:: Task prompt ::
Rewrite every one of the items below, putting "person's" wherever "woman's" appears and keeping everything else the same. Leave out the pictures.

:: Records to process ::
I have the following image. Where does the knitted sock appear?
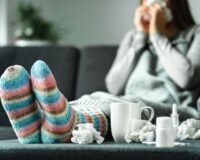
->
[31,60,107,143]
[0,65,41,143]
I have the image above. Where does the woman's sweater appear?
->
[106,25,200,115]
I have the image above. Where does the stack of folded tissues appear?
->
[71,123,104,144]
[71,119,200,144]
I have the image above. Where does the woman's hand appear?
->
[134,6,149,33]
[149,3,167,34]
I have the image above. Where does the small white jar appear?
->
[156,117,175,147]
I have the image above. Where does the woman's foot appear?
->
[31,60,107,143]
[0,65,41,143]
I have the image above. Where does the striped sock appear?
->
[31,60,107,143]
[0,65,41,143]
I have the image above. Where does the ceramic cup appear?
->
[110,103,154,143]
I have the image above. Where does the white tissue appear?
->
[125,119,155,143]
[71,123,104,144]
[177,119,200,140]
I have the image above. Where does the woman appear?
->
[0,0,200,143]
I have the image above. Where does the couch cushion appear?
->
[76,46,117,98]
[0,140,200,160]
[0,46,80,126]
[0,127,16,140]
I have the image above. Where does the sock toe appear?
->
[0,65,41,143]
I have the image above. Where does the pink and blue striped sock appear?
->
[31,60,107,143]
[0,65,41,143]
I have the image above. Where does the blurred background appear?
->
[0,0,200,47]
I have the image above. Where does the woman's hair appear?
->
[140,0,195,30]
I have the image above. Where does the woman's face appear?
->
[141,0,170,6]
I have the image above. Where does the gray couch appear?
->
[0,46,200,160]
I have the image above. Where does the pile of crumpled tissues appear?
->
[177,119,200,140]
[71,123,104,144]
[125,119,156,143]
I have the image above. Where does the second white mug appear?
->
[110,103,154,143]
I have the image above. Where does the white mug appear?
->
[110,103,154,143]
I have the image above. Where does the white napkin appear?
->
[177,119,200,140]
[71,123,104,144]
[125,119,155,143]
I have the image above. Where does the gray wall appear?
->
[1,0,200,46]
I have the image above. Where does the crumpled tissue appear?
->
[177,119,200,140]
[71,123,104,144]
[125,119,156,143]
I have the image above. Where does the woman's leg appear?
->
[31,60,107,143]
[0,65,41,143]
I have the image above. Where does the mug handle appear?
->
[142,106,154,122]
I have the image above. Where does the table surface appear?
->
[0,139,200,160]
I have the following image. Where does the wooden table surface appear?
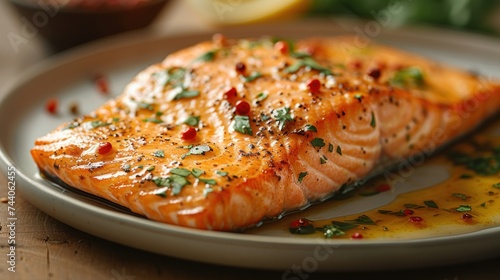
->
[0,1,500,280]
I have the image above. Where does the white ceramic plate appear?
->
[0,21,500,272]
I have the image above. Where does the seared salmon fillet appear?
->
[31,37,500,231]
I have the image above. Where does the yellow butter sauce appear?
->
[248,120,500,239]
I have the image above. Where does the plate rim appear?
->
[0,20,500,272]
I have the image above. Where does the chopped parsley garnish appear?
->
[311,137,325,148]
[389,67,425,87]
[233,115,253,135]
[153,174,190,195]
[198,178,217,185]
[297,171,308,183]
[215,170,227,177]
[85,120,110,128]
[285,56,332,75]
[345,215,375,225]
[320,225,346,238]
[174,88,200,100]
[142,117,163,123]
[424,200,439,209]
[191,168,205,178]
[319,155,328,164]
[370,112,377,127]
[122,163,132,172]
[194,50,217,62]
[183,116,200,126]
[203,187,214,197]
[451,193,468,200]
[304,124,318,132]
[455,205,472,212]
[137,102,154,111]
[448,145,500,175]
[255,92,268,101]
[273,107,294,130]
[153,150,165,158]
[182,144,212,159]
[241,71,262,83]
[170,168,191,177]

:: The reply ::
I have the following image. Where does the knitted sock appear?
->
[31,60,107,143]
[0,65,41,143]
I have the image above. Where does the person's sweater appear?
->
[106,25,200,115]
I have the image above. Where does the stack of folded tissues appear?
->
[71,123,104,144]
[71,119,200,144]
I have the image above. Where does the person's hand appear?
->
[134,6,149,33]
[149,3,167,34]
I have the image above. Where does the small white jar appear?
->
[156,117,175,147]
I have the image above. Where does the person's foot appear?
->
[31,60,107,143]
[0,65,41,143]
I have the image above. Where does the striped sock appear?
->
[31,60,107,143]
[0,65,41,143]
I have the image above. Where does the ceramic cup appear?
->
[110,103,154,143]
I have the image above. Where does the white tissue appear?
->
[125,119,155,143]
[71,123,104,144]
[177,119,200,140]
I have the image above. Where does the woman appear?
->
[0,0,200,143]
I have the image above. Where does the couch cushion appear?
->
[76,46,117,98]
[0,140,200,160]
[0,46,80,126]
[0,127,16,140]
I have the image above. Where does the sock toe appear?
->
[0,65,41,143]
I have the image above. Where does the pink and blue striped sock appear?
->
[31,60,107,143]
[0,65,41,143]
I have the image above. Where does the blurred background appear?
->
[0,0,200,47]
I have the image above. Where does the person's hair appear?
->
[140,0,195,30]
I have the image above. Where does the person's face appear?
->
[141,0,170,6]
I have the image above. Where does the gray couch appear?
->
[0,46,200,160]
I have the image above. Where does the pile of crumpled tissues appear?
->
[177,119,200,140]
[71,123,104,144]
[125,119,156,143]
I have the image above. Where does the second white mug appear?
->
[110,103,154,143]
I have the image above. Where does the white mug appear?
->
[110,103,154,143]
I have the image above. Where does the white napkin appear?
->
[177,119,200,140]
[71,123,104,144]
[125,119,155,143]
I have the image above. Where does the gray wall appear?
->
[1,0,200,46]
I have the image above. Where does the crumpled tissue appear?
->
[177,119,200,140]
[71,123,104,144]
[125,119,156,143]
I have the image above. Where does the person's leg appear?
->
[31,60,107,143]
[0,65,41,143]
I have the image above. Where does the mug handle appear?
->
[142,106,154,122]
I have the image above. Where does the table surface appear?
->
[0,139,200,160]
I have the following image. Where does the wooden table surface appear?
->
[0,1,500,280]
I have the image above. Where does the white ceramic plate appear?
->
[0,21,500,272]
I have the image above. Where does the seared salmon fillet appear?
->
[31,37,500,231]
I have the image above. Where does the yellow butter sauce appear?
->
[248,120,500,239]
I have the image above. Where does the plate rim appear?
->
[0,20,500,272]
I have the image above. Where does the chopped parsley garnish appear?
->
[311,137,325,148]
[389,67,425,87]
[233,115,253,135]
[153,174,190,195]
[198,178,217,185]
[297,171,308,183]
[215,170,227,177]
[85,120,110,128]
[285,56,332,75]
[345,215,375,225]
[320,225,346,238]
[174,88,200,100]
[142,117,163,123]
[424,200,439,209]
[191,168,205,178]
[319,155,328,164]
[370,112,377,127]
[122,163,132,172]
[194,50,217,62]
[183,116,200,126]
[203,187,214,197]
[451,193,468,200]
[304,124,318,132]
[455,205,472,212]
[137,102,154,111]
[448,145,500,175]
[255,92,268,101]
[273,107,294,130]
[153,150,165,158]
[182,144,212,159]
[241,71,262,83]
[170,168,191,177]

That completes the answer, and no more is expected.